### EXERCISE TASK
Lay out the material below, from the line that contains "tag: reflection of lights in water" through the line that contains "19 133 L 19", as a Markdown table with the columns Index and Content, one row per line, skipping blank lines and leaving out the pictures.

### THE INPUT
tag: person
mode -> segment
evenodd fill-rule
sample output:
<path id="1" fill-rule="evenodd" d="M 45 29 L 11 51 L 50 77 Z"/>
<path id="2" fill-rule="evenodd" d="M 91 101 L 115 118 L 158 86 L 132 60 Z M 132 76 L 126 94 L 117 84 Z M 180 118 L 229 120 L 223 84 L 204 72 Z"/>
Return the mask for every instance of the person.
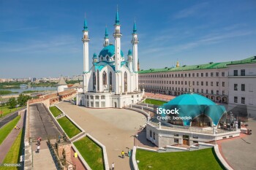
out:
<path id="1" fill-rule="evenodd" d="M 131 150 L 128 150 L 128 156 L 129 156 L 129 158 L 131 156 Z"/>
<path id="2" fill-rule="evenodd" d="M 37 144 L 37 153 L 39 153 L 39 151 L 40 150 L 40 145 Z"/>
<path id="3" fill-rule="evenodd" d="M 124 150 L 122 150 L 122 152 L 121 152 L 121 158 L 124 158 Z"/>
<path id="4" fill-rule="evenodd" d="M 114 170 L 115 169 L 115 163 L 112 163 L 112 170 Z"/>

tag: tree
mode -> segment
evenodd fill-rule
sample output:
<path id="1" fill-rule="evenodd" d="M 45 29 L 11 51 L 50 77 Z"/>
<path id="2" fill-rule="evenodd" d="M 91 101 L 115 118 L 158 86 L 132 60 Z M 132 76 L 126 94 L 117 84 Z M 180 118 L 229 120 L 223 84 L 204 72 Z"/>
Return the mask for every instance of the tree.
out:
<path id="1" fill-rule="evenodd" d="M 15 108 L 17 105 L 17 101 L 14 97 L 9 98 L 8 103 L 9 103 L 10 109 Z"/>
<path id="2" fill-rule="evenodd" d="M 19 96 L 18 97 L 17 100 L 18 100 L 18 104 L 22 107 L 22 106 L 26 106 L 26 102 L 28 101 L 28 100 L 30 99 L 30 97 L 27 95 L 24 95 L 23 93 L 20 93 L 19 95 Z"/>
* * *
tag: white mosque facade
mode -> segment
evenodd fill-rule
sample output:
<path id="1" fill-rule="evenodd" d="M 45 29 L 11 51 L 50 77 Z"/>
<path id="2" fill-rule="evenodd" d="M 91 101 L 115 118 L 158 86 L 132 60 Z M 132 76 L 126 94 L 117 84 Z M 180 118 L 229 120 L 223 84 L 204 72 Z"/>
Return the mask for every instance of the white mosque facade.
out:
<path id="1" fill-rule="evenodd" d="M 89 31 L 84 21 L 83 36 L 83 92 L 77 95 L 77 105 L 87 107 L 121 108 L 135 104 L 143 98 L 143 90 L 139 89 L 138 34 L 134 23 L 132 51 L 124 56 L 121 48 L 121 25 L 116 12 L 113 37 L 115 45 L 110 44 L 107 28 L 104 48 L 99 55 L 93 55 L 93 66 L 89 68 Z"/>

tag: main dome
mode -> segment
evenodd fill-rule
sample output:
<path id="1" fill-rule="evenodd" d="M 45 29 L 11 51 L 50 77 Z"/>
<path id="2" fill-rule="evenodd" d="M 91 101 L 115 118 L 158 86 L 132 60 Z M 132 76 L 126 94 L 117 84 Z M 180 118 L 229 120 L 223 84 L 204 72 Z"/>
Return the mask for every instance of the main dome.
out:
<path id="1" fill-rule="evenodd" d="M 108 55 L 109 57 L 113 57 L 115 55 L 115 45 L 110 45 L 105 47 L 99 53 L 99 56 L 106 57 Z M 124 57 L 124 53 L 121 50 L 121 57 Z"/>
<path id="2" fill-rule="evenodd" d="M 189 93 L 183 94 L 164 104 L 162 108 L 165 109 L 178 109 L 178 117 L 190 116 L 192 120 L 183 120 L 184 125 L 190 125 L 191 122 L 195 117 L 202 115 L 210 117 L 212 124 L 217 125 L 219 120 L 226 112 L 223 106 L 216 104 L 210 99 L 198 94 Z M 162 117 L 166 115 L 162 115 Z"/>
==
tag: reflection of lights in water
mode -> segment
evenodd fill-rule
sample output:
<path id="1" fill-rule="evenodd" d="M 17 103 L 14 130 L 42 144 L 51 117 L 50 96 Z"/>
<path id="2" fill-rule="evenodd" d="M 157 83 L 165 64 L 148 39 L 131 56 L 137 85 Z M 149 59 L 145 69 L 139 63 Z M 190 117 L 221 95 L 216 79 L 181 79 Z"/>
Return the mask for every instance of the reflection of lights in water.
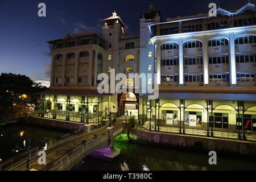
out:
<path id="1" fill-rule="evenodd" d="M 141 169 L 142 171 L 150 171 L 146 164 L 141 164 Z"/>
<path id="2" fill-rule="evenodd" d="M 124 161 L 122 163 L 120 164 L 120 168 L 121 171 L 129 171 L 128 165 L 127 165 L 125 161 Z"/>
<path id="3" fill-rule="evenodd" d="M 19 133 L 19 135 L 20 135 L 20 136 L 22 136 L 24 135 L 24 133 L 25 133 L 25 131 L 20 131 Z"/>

### SOLUTION TO THIS PROBLEM
| Index | Content |
|---|---|
| 1 | tag: reflection of lights in water |
| 2 | mode -> segment |
| 3 | evenodd fill-rule |
| 4 | sample output: |
| 5 | <path id="1" fill-rule="evenodd" d="M 17 103 L 14 130 L 42 144 L 51 117 L 50 96 Z"/> |
| 6 | <path id="2" fill-rule="evenodd" d="M 157 83 L 165 64 L 148 39 L 131 56 L 137 85 Z M 149 59 L 145 69 L 139 63 Z M 190 117 L 221 95 L 216 79 L 181 79 Z"/> |
| 7 | Return the mask for every instance of the reflection of lights in water. |
| 8 | out: |
| 9 | <path id="1" fill-rule="evenodd" d="M 141 169 L 142 171 L 150 171 L 146 164 L 141 164 Z"/> |
| 10 | <path id="2" fill-rule="evenodd" d="M 124 161 L 122 163 L 120 164 L 120 168 L 121 171 L 129 171 L 128 165 L 127 165 L 125 161 Z"/> |
| 11 | <path id="3" fill-rule="evenodd" d="M 19 133 L 19 135 L 20 135 L 20 136 L 22 136 L 24 135 L 24 133 L 25 133 L 25 131 L 20 131 Z"/> |